Thursday 14 June 2012

Nailing Down The Process...

I've hit send on four new story proposals and I'm waiting for feedback on which of these the RIVA team think are suitable to develop. (And crossing everything that at least one of them will hit the mark, it wouldn't be the first time if all four were knocked back). So I thought I'd make use of the waiting time by looking back at what I got right with this last MS that sold, as opposed to the previous stories that didn't achieve those dizzy heights.

I love reading blog posts by authors talking about their 'process'. I adore the idea that there are a list of rules which, if I follow them faithfully, the end result will be a saleable MS. This trait slops over into other areas of my life - I had a shelf full of How-To books on baby rearing. I read Gina Ford and Tracy Hogg, I am a devotee of Dr Christopher Green's Toddler Taming. I wanted to believe that if I followed a set of rules the small one would sleep through the night at six weeks. Some of the rules worked and some didn't (the small one didn't sleep through for MONTHS *grits teeth at memory*). And it's the same with my How-To books about writing. Some of it works for me and some of it doesn't. The trick is to pick out the things that do work.

> [SUPPLIED RECORDS]
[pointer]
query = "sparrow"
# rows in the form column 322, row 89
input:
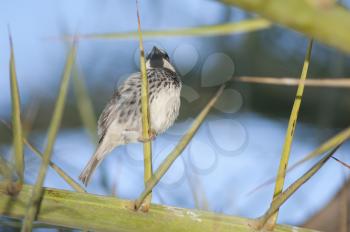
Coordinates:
column 121, row 120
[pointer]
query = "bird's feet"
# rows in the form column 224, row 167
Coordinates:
column 151, row 136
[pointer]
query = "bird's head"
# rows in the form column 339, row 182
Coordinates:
column 158, row 58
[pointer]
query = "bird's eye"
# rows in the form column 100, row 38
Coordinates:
column 166, row 57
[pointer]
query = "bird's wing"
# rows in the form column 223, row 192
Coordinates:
column 127, row 93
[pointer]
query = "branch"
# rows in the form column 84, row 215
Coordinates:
column 98, row 213
column 328, row 24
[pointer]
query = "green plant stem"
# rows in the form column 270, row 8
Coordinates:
column 176, row 152
column 16, row 118
column 69, row 180
column 248, row 25
column 102, row 213
column 284, row 196
column 84, row 104
column 290, row 133
column 147, row 146
column 34, row 202
column 325, row 23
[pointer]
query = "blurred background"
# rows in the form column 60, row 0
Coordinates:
column 237, row 148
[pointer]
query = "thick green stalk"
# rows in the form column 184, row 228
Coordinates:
column 324, row 21
column 102, row 213
column 147, row 146
column 35, row 199
column 290, row 133
column 16, row 119
column 243, row 26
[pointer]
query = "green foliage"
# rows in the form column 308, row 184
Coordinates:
column 243, row 26
column 34, row 202
column 16, row 119
column 176, row 152
column 101, row 213
column 290, row 132
column 327, row 23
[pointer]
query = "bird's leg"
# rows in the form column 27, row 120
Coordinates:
column 151, row 136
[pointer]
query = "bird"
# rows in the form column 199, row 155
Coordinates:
column 120, row 122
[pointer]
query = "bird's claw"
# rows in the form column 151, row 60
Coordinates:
column 151, row 136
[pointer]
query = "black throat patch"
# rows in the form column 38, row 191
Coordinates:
column 157, row 61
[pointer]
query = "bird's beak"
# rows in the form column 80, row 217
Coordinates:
column 154, row 53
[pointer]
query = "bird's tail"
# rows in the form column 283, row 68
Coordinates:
column 95, row 160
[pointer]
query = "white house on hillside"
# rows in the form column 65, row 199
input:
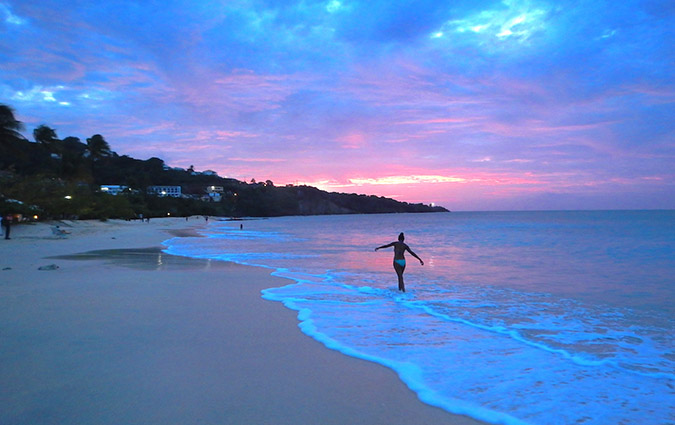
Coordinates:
column 113, row 189
column 173, row 191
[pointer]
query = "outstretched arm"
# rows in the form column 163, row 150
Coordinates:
column 414, row 255
column 385, row 246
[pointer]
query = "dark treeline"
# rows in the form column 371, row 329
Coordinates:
column 58, row 178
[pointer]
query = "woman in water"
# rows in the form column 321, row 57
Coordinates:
column 399, row 260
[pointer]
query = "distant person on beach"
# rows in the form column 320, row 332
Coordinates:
column 6, row 224
column 399, row 259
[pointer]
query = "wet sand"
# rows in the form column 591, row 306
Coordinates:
column 121, row 333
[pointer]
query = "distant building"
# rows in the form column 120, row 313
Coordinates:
column 113, row 189
column 172, row 191
column 215, row 193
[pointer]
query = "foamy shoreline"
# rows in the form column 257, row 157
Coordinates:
column 136, row 336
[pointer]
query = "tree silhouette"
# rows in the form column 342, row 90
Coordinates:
column 9, row 126
column 47, row 137
column 97, row 147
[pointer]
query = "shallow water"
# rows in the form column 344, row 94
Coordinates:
column 524, row 317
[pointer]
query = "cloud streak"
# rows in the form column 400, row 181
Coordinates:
column 472, row 105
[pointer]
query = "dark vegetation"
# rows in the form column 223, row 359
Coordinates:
column 60, row 178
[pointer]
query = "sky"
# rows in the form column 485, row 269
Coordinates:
column 468, row 104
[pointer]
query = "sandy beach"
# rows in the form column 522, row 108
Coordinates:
column 113, row 331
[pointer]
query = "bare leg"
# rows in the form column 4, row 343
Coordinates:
column 399, row 272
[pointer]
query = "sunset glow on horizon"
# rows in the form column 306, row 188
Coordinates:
column 473, row 105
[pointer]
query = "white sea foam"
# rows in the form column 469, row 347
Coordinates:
column 539, row 318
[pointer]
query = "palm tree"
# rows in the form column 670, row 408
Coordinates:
column 9, row 126
column 10, row 138
column 98, row 147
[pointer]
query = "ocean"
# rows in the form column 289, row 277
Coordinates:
column 515, row 318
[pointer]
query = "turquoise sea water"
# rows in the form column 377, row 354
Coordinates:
column 515, row 318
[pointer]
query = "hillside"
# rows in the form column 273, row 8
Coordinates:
column 62, row 178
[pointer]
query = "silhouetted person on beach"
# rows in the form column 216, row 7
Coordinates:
column 399, row 259
column 6, row 224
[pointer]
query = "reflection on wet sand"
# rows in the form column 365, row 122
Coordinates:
column 145, row 259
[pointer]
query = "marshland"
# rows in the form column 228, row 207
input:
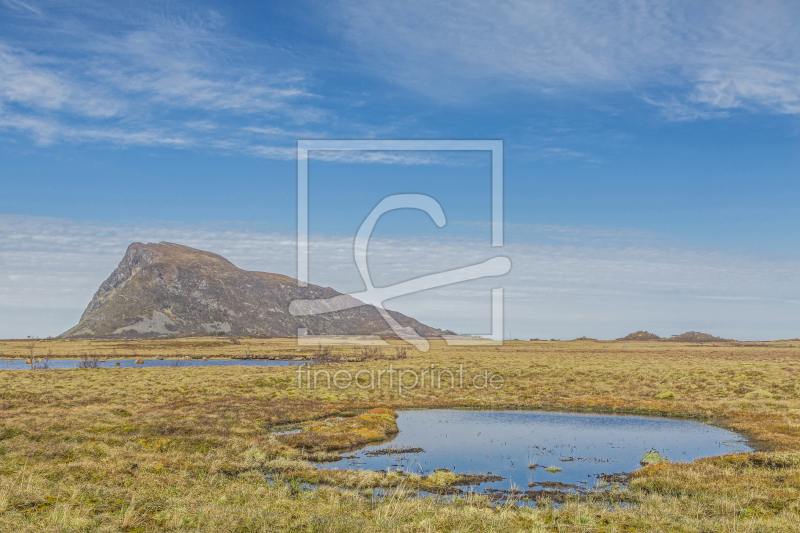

> [JOB 1] From the blog post on writing process, reproduce the text from "Nailing Down The" up to and including "those dizzy heights.".
> [JOB 2]
Answer these questions using the blog post on writing process:
(a) How many new story proposals has the writer sent off?
(b) Which team's feedback is the writer waiting for?
(c) What is the title of the book by Dr Christopher Green that the writer mentions?
> [JOB 3] Rewrite the paragraph of the blog post on writing process that begins "I love reading blog posts" in a shorter form, keeping its main facts.

> [FINAL ANSWER 1]
Nailing Down The Process...

I've hit send on four new story proposals and I'm waiting for feedback on which of these the RIVA team think are suitable to develop. (And crossing everything that at least one of them will hit the mark, it wouldn't be the first time if all four were knocked back). So I thought I'd make use of the waiting time by looking back at what I got right with this last MS that sold, as opposed to the previous stories that didn't achieve those dizzy heights.

> [FINAL ANSWER 2]
(a) Four.
(b) The RIVA team.
(c) Toddler Taming.

> [FINAL ANSWER 3] I love authors' blog posts about their "process" and the idea that faithfully following a set of rules will produce a saleable MS. I did the same with baby rearing: I had a shelf of How-To books, including Gina Ford, Tracy Hogg and Dr Christopher Green's Toddler Taming, and hoped the small one would sleep through the night at six weeks. Some rules worked and some didn't, and the small one didn't sleep through for months. My How-To books on writing are the same: some advice works for me and some doesn't, and the trick is to pick out what does.